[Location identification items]

_____

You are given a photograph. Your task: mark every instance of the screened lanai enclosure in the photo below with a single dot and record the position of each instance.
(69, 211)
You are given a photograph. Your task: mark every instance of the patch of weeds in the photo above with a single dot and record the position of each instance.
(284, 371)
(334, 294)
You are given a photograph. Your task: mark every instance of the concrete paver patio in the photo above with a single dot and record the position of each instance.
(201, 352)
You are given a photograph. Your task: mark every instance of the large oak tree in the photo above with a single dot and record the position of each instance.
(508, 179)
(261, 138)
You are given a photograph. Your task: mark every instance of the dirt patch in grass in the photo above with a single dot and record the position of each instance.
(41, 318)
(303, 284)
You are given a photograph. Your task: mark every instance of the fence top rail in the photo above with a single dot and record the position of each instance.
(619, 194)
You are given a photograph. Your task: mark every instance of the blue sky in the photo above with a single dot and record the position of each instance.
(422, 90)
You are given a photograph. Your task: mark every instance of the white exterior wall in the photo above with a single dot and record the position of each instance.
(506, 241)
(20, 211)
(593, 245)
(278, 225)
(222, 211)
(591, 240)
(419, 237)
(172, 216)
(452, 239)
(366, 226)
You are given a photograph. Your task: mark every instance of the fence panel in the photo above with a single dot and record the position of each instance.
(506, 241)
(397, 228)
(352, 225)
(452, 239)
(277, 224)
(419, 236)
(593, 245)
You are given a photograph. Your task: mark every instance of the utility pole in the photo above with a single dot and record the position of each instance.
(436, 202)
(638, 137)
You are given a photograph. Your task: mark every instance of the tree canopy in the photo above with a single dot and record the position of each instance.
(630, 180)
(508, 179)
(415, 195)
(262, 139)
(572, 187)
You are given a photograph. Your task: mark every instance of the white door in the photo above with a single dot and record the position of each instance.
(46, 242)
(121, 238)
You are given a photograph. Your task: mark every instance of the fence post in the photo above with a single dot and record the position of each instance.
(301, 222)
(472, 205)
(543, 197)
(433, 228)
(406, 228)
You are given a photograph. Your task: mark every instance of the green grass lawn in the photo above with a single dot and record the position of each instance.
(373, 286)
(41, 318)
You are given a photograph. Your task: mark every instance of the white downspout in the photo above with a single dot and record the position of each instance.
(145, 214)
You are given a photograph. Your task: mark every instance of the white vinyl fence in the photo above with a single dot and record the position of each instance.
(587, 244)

_____

*TASK DIRECTIONS*
Extract the complete data, matching each line exactly.

*WORKED ANSWER*
You are given a photograph. Your task: mark every instance of the screened lanai enclosure in the photo below with a single dot and record the position of each instance.
(69, 211)
You are given a photograph. Your task: mark every instance of the patch of weeds in the photo above with a single dot and record the position of each instance.
(284, 371)
(334, 294)
You are given a photograph. Your task: mark every instance of the concrete paver patio in the photo above with a single dot and record the position of each instance.
(201, 352)
You are given a photograph. Your task: mark every instance of the large oak tree in the photo above with a single dot and record the position of each instance.
(508, 179)
(261, 138)
You are given a photograph. Your task: mark every instance of the dirt patch in grass in the photo above with a single dot and record the position of each instance.
(41, 318)
(303, 284)
You are given a photograph. Your task: mark every instance of the fence top rail in the photo above with a single dot and record the position of each instance.
(619, 194)
You are given a photograph. Your task: mark every instance of the blue sky in the photo above with a single dot and record the position of each instance.
(422, 90)
You are given a photograph. Your task: mark every instance of the white exterior wall in the photo above with a single dot and record the position of each instance.
(506, 241)
(20, 211)
(593, 245)
(278, 225)
(222, 211)
(591, 240)
(419, 237)
(172, 216)
(452, 239)
(366, 226)
You are given a photograph. Your task: mark every instance of the fence panel in the photo above with a single dot and record the position of each instance.
(506, 241)
(397, 228)
(352, 225)
(452, 239)
(277, 224)
(419, 236)
(593, 245)
You are given a photograph. Your task: mark every instance of the utility pole in the photo above with a single dot and record the position of each instance.
(436, 202)
(638, 137)
You are given a photograph. Your task: mark every instance of the tree canopy in the photo above with a single dot and record the position of each instance.
(630, 180)
(508, 179)
(415, 195)
(262, 139)
(572, 187)
You are given a photograph. Your task: mark every instance of the white door in the photo above with a single dot and record the position of each instance.
(46, 242)
(121, 238)
You are given a photograph. Your task: mark every instance of the fence post in the photo above with a single dot and record the position of each instance.
(301, 222)
(472, 205)
(543, 197)
(433, 228)
(406, 228)
You are given a photograph. Your task: mark every instance of the green grass lawn in the photo above with a single dot and record the position of each instance.
(373, 286)
(41, 318)
You are given a photograph. Your task: mark every instance of the white downspout in the photo above with a single dot and record the position of each instance.
(145, 214)
You are given a photograph. Your task: mark every instance of the white vinyl fence in the photo above with a single dot and record the position of each instance.
(587, 244)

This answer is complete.